** START OF Dataset records **

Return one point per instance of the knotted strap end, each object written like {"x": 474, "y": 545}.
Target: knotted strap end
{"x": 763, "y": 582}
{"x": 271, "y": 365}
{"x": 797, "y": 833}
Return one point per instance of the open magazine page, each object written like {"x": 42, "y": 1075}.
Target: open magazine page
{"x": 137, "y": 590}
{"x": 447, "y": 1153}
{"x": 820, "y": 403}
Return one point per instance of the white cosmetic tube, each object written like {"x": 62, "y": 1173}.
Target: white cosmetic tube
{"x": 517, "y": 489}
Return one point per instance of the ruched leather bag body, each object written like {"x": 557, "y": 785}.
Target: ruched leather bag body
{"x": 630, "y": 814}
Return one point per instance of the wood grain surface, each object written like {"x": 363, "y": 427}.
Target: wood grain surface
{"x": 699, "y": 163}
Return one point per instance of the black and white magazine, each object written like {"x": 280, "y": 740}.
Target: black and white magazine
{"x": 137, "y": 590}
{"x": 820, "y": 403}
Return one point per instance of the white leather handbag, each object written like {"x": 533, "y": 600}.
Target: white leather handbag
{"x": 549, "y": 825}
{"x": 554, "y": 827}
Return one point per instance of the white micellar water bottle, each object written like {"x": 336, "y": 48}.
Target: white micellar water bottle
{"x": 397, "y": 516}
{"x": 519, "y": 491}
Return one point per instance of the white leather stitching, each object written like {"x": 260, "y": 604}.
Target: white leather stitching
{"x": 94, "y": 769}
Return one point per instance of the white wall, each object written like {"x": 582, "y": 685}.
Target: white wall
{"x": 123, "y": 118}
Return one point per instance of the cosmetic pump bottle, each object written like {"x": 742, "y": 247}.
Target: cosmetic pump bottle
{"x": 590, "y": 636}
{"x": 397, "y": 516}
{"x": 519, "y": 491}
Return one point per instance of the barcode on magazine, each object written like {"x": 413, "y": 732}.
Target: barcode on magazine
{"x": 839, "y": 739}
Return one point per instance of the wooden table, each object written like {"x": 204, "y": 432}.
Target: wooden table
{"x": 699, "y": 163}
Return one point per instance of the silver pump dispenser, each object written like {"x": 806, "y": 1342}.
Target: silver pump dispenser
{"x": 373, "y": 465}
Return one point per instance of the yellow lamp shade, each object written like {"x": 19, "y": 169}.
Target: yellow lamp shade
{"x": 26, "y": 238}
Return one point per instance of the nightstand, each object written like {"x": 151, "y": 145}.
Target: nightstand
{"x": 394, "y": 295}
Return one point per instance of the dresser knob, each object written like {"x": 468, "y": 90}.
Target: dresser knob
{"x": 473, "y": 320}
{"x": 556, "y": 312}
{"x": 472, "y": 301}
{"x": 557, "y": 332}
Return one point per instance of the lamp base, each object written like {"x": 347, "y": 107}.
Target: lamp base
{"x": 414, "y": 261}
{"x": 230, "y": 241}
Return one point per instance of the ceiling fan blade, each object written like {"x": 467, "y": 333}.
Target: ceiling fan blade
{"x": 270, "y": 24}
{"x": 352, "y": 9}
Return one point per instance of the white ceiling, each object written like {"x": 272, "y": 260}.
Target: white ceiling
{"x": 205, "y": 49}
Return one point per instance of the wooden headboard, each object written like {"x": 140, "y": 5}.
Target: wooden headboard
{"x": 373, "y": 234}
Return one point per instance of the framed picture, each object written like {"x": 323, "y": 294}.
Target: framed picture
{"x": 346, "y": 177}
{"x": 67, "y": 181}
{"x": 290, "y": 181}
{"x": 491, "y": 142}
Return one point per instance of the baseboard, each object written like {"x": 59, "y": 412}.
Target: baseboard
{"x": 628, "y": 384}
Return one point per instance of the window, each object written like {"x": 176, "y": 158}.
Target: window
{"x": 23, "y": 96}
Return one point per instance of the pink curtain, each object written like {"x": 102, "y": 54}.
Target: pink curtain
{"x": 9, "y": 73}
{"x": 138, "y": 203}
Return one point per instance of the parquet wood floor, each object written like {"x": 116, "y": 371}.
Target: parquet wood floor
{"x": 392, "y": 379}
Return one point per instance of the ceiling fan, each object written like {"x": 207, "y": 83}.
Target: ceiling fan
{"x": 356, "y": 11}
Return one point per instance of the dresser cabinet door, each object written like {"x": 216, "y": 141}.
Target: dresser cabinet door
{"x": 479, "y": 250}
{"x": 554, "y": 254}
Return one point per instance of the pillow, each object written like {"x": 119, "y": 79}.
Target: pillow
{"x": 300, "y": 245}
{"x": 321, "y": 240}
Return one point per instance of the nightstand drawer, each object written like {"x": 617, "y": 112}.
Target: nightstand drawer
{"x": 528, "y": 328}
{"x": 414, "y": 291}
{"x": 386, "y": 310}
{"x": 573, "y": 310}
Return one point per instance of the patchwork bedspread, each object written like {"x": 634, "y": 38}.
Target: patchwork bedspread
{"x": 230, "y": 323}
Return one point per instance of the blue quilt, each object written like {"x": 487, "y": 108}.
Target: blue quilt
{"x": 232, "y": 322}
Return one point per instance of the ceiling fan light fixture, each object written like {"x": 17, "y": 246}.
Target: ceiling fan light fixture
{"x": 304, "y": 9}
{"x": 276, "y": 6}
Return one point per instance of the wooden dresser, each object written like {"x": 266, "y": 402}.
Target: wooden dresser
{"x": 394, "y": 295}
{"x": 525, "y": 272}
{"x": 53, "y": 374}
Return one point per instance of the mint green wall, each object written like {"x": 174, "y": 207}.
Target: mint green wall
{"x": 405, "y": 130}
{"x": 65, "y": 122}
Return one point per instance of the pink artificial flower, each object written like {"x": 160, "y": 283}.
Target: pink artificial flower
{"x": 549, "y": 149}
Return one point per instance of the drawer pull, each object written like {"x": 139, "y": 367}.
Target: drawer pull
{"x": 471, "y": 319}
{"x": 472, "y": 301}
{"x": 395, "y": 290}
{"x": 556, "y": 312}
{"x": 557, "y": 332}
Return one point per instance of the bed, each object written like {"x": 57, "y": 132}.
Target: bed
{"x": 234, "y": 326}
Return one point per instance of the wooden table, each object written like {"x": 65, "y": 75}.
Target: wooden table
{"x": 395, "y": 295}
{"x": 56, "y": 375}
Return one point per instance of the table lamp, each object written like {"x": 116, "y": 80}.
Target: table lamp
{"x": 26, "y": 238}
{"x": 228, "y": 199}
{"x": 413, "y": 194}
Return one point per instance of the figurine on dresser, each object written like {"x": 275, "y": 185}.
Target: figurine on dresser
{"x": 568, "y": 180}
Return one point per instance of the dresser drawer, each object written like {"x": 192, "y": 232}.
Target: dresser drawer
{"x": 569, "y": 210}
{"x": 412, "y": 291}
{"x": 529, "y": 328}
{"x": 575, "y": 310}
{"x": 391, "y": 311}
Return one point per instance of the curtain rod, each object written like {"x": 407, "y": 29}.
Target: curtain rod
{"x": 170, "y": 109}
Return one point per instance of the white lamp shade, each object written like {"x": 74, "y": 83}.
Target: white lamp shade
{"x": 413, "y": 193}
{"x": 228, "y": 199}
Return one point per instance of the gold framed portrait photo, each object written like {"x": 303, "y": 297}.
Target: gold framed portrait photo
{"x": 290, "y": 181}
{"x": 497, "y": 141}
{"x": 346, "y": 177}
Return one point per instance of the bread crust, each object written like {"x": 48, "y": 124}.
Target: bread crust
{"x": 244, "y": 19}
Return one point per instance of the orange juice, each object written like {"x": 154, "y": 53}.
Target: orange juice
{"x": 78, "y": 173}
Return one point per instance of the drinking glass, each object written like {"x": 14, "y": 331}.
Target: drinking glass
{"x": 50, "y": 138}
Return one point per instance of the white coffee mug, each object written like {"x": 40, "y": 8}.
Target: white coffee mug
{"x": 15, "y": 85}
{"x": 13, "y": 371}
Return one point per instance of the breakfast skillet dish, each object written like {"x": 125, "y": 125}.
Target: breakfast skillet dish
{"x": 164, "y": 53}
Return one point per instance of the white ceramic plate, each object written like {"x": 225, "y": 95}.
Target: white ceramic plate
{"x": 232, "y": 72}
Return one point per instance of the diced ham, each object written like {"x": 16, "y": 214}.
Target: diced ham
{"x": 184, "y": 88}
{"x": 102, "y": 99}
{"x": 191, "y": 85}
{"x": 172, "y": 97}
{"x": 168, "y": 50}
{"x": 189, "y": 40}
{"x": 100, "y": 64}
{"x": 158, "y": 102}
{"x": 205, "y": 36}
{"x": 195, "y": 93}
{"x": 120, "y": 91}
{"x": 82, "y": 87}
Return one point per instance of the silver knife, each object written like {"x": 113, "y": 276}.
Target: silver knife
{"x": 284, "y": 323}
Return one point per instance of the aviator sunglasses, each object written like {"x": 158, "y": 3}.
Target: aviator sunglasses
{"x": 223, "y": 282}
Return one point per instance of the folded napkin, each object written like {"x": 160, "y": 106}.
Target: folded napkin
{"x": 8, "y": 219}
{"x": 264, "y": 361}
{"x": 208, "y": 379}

** END OF Dataset records **

■ What the exercise asks
Copy the lines exactly, starting with the line that contains "Return one point per instance of the breakfast" and continuing through the last line of the entries.

■ Exercise solution
Return one point per instance of the breakfast skillet dish, each object written like {"x": 125, "y": 125}.
Target: breakfast skillet dish
{"x": 164, "y": 53}
Return one point per instance of the white ceramic plate, each object written like {"x": 225, "y": 95}.
Target: white ceramic plate
{"x": 232, "y": 72}
Return one point per instance of the diced ham, each object written like {"x": 16, "y": 214}.
Target: diced ham
{"x": 184, "y": 88}
{"x": 102, "y": 99}
{"x": 191, "y": 85}
{"x": 172, "y": 97}
{"x": 168, "y": 50}
{"x": 189, "y": 40}
{"x": 100, "y": 64}
{"x": 158, "y": 102}
{"x": 205, "y": 36}
{"x": 195, "y": 93}
{"x": 120, "y": 91}
{"x": 82, "y": 87}
Return one point per instance of the silver knife, each object written like {"x": 113, "y": 276}.
Target: silver knife
{"x": 284, "y": 323}
Return one point per instance of the aviator sunglasses, each object written like {"x": 158, "y": 3}.
Target: aviator sunglasses
{"x": 223, "y": 282}
Return one point per instance of the folded napkin, each object written like {"x": 160, "y": 106}.
Target: folded napkin
{"x": 8, "y": 219}
{"x": 264, "y": 361}
{"x": 208, "y": 379}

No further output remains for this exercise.